▶ [WHAT THE TASK REQUIRES] Retype all material exactly. Pictures stay out of the copy.

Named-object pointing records
-.-.-

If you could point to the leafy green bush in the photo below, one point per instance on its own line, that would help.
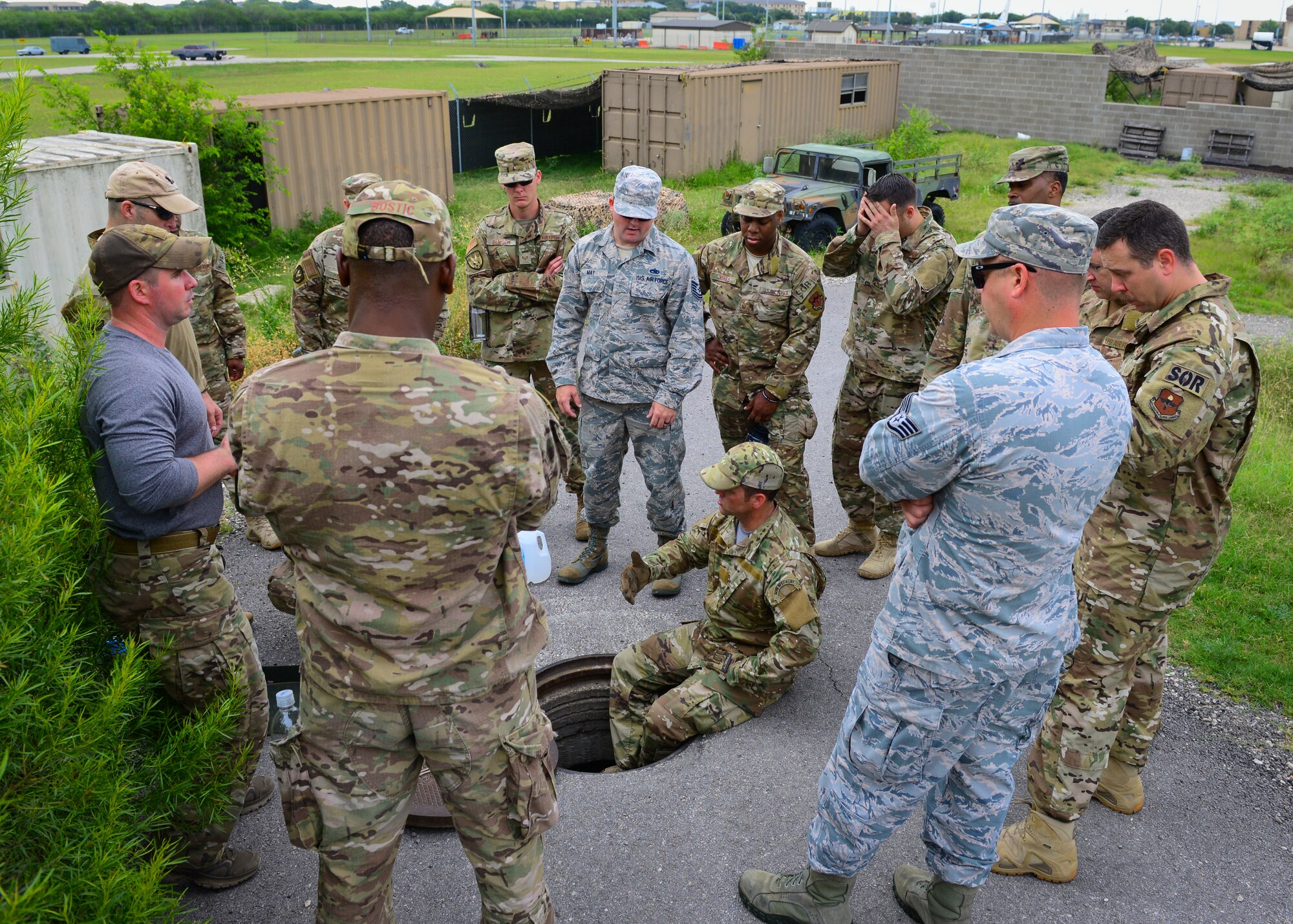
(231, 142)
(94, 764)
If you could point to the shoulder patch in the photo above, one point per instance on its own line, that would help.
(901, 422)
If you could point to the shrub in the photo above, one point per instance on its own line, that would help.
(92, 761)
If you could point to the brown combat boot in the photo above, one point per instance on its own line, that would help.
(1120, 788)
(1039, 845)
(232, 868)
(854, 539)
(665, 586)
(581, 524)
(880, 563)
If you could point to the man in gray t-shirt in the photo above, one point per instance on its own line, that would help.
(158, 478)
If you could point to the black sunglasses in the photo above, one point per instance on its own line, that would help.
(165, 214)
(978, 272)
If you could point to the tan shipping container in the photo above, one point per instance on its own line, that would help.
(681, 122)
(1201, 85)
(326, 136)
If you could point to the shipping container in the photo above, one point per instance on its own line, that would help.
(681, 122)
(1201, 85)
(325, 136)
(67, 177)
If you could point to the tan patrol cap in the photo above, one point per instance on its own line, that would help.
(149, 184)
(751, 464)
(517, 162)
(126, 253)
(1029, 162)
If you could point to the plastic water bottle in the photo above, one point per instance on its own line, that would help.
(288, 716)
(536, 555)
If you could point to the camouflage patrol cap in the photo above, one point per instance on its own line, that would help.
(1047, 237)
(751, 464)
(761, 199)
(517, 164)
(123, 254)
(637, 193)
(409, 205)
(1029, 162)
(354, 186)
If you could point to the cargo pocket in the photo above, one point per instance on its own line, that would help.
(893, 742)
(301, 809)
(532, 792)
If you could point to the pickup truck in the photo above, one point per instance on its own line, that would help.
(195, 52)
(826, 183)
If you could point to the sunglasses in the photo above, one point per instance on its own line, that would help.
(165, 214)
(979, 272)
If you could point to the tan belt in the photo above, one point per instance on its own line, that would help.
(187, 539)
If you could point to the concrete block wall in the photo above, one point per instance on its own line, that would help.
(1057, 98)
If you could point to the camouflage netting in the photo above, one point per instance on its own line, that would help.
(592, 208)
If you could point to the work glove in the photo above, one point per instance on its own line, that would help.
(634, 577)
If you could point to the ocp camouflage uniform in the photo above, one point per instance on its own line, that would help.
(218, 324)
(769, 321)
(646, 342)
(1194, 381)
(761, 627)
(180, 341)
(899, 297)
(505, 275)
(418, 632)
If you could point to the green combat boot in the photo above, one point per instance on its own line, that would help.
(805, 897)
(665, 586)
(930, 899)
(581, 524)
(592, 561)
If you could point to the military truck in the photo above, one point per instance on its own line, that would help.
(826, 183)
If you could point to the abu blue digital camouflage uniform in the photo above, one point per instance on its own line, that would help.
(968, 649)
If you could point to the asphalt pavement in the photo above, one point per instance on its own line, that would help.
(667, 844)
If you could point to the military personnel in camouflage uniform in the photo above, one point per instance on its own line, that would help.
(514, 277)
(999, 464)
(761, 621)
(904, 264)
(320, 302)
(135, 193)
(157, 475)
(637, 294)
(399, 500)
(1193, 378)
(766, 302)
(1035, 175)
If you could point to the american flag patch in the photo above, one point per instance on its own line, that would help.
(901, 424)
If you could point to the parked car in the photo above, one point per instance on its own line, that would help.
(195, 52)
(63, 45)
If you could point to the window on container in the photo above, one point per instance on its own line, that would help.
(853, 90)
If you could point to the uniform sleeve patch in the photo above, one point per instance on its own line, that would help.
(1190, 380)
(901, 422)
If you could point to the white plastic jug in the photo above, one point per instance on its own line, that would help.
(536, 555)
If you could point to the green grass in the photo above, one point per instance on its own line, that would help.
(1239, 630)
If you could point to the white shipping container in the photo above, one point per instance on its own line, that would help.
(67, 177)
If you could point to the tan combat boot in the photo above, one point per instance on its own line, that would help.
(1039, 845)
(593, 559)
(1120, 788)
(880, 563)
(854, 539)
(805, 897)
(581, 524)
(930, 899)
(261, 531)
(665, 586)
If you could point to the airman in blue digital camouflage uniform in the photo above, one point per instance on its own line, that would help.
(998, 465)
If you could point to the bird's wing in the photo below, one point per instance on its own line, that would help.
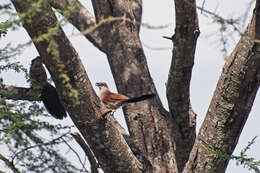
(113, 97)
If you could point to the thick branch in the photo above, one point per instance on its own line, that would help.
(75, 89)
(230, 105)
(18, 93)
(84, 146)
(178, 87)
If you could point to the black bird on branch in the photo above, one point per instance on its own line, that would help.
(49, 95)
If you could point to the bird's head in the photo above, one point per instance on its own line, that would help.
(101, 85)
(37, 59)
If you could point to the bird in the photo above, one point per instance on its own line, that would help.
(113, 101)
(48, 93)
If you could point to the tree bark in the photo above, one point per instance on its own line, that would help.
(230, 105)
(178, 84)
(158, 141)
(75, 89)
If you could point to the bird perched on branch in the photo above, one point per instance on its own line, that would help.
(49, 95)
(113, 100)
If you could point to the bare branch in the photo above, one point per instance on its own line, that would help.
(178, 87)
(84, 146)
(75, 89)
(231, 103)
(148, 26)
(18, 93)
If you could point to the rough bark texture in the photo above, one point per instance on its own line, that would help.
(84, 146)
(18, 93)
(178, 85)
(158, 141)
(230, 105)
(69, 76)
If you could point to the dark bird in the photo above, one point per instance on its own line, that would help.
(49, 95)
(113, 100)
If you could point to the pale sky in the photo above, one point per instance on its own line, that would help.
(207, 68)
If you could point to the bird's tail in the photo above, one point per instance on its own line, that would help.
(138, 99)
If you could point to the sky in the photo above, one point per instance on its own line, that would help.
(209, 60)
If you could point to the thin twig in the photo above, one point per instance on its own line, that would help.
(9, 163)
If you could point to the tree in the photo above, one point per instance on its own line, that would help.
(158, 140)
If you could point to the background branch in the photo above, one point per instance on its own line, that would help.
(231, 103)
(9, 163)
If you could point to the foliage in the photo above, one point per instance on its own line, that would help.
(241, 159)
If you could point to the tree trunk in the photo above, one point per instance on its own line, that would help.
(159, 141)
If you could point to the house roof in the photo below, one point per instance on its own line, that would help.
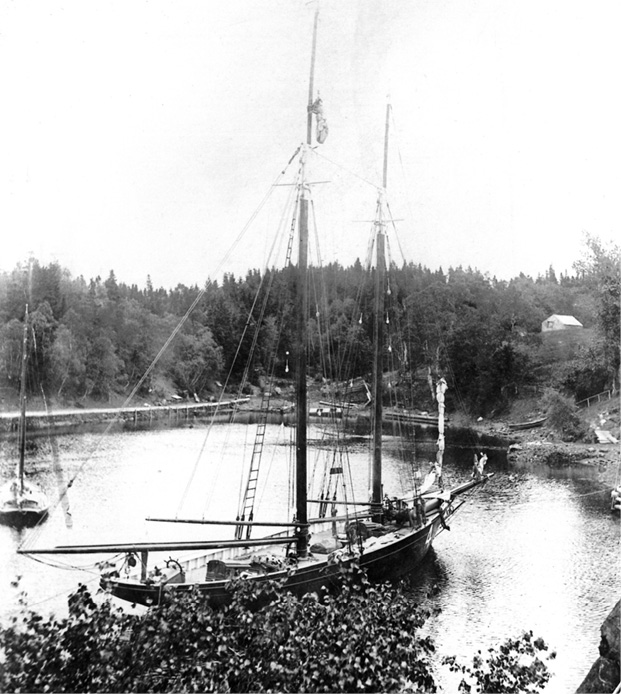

-.-.-

▶ [EXERCISE RESULT]
If you could point to the leafy green bush in the photo below, one point per instance on its own line, that would help.
(231, 142)
(94, 764)
If you could point to the shoulder patch in the photo above, one point per instance on its own line, that would help.
(901, 422)
If you could point to the shrub in the photo above, one point per instance on its own line, that would help.
(92, 761)
If you could point to the brown combat boot in the photo above, one point per instance on its own line, that would help.
(1120, 788)
(1039, 845)
(232, 868)
(854, 539)
(665, 586)
(581, 524)
(880, 563)
If you could point to the man in gray t-shirt in the photo above, one point per instance on its own line, that would help.
(158, 478)
If you could point to the black sunglasses in the photo above, one point per instance on its own line, that would help.
(165, 214)
(978, 272)
If you could point to the tan shipping container in the photo above, one point per instance on its own line, that would help.
(681, 122)
(1201, 85)
(326, 136)
If you could point to the shipping container in the photo above, one point per instance on its own line, that would help.
(681, 122)
(1201, 85)
(325, 136)
(67, 177)
If you could point to the tan patrol cap in the photo above, one point per instance on its own line, that would help.
(149, 184)
(751, 464)
(517, 162)
(126, 253)
(1029, 162)
If you could point to the plastic water bottle in the photo above, one point per instance on its own line, that would help.
(288, 716)
(536, 555)
If you could point to the camouflage patrol cap in the photo above, one point per instance on its own line, that would help.
(1047, 237)
(751, 464)
(761, 199)
(517, 164)
(123, 254)
(637, 193)
(409, 205)
(1029, 162)
(354, 186)
If you could point to the cargo pocket in the photo above, one point per instance on its own line, that would help.
(893, 742)
(301, 809)
(532, 792)
If you could point to the pickup truck in the photo above, one point per instance on its own line, that would help.
(195, 52)
(826, 183)
If you could point to the sunglasses in the photo above, one point per instance on its own line, that would help.
(165, 214)
(979, 272)
If you could point to the tan belt in the photo above, one point per instance on its own line, that would help.
(187, 539)
If you could point to the concrete block wall in the photo above, one point per instance on its own line, that would help.
(1057, 98)
If you could point to the camouflage netting in the photo above, one point per instance on its own line, that would help.
(592, 208)
If you could point to the work glove in the photo above, one point per instance on its own line, that would help.
(634, 577)
If you could point to the ocp camouflage uniform in the photo above, one point per instance on its own line, that would help.
(218, 324)
(769, 321)
(646, 342)
(1194, 381)
(761, 627)
(180, 341)
(899, 297)
(505, 275)
(418, 632)
If you could point to the green combat boot in the photo above, one point per instance on its own line, that would help.
(805, 897)
(665, 586)
(930, 899)
(581, 524)
(592, 561)
If you could point to the military truck in the photo above, one point per instance on its own line, that would help.
(826, 183)
If you could point to the abu blue digital camouflage uniform in the photo above, one point per instance on its own line, that would help.
(968, 649)
If you could point to the asphalt pavement in the photo above, one point per instance on its own line, that would help.
(667, 844)
If you could point to the military personnel in camouflage uniform in the photo above, one point per instance on its own line, that would help.
(514, 277)
(999, 464)
(761, 621)
(904, 264)
(320, 302)
(135, 193)
(157, 475)
(637, 294)
(399, 500)
(1193, 378)
(766, 302)
(1035, 175)
If you could point to the american flag patch in the photo above, one point per instance on its own line, that would help.
(901, 424)
If you could point to the parked car in the photo above, one point per instance on its own line, that would help.
(195, 52)
(63, 45)
If you could point to the window on container in the photo above, one point per instance on its own line, that would help.
(853, 90)
If you could point to the uniform sleeve patch in the photo above, one point per instance on its own line, that would help.
(1190, 380)
(901, 422)
If you could point to the white plastic jug in the photo above, one point per instance on its own line, that would help.
(536, 555)
If you could point to the green grass in the photo above, one point per instance on its own line, that would help.
(1239, 630)
If you could point to the white shipping container in the photo above, one point per instance on its own line, that would help.
(67, 177)
If you could point to the tan combat boot in the photo above, one point per instance on its own line, that would help.
(1039, 845)
(593, 559)
(1120, 788)
(880, 563)
(854, 539)
(805, 897)
(581, 524)
(930, 899)
(261, 531)
(665, 586)
If you could point to the airman in blue digital camouflage uniform in the photo above, one point per instance on its own line, that would help.
(998, 465)
If you could point to the bird's wing in the photo below, one point per instance on its own line, that would help.
(113, 97)
If you could point to the thick branch in the photo above, one point per instance on its own line, that would help.
(75, 89)
(230, 105)
(18, 93)
(84, 146)
(178, 87)
If you could point to the black bird on branch in the photo above, one point per instance on its own line, that would help.
(49, 95)
If you could point to the bird's head in the photo above, one point per instance on its own line, that would help.
(101, 85)
(37, 59)
If you could point to the bird in the photo above, one point per instance on its own line, that would help.
(113, 101)
(48, 93)
If you could point to the tree bark in the photo above, one point per instance on its own line, that would help.
(230, 105)
(178, 84)
(158, 141)
(75, 89)
If you could point to the bird perched on branch in the photo above, one point per instance on its own line, that would help.
(49, 95)
(113, 100)
If you could point to the bare branch in the photo above, one point per instance on its own line, that would help.
(178, 87)
(84, 146)
(75, 89)
(231, 103)
(148, 26)
(18, 93)
If you could point to the rough bark texture in the photo above, one point per instance on its own line, that would help.
(84, 146)
(18, 93)
(178, 85)
(158, 141)
(230, 105)
(69, 76)
If you could point to the dark bird in the photo above, one point per instance on its own line, that would help.
(49, 95)
(113, 100)
If you could point to the pale sky in the photo above, one point per instance on its own line, that would help.
(207, 68)
If you could point to the bird's tail in the photo above, one point per instance on its own line, that would help.
(138, 99)
If you could point to the sky in the photo above, one point per instance on its own line, that would help.
(209, 60)
If you could point to the thin twig in the photo above, one point per instance on its own line, that would help.
(9, 163)
If you could point to the tree in the photo above, one point per instance on its own line, that would help.
(158, 140)
If you could point to the background branch in the photo above, one point per instance on its own line, that would help.
(231, 103)
(9, 163)
If you could point to the foliage in the photo above, one point per instance on its own line, that would help.
(241, 159)
If you could point to the tree trunk in the photo above, one point per instance on its own line, that would help.
(159, 141)
If you could point to the house roof in the photo below, one point per instance on its own line, that would help.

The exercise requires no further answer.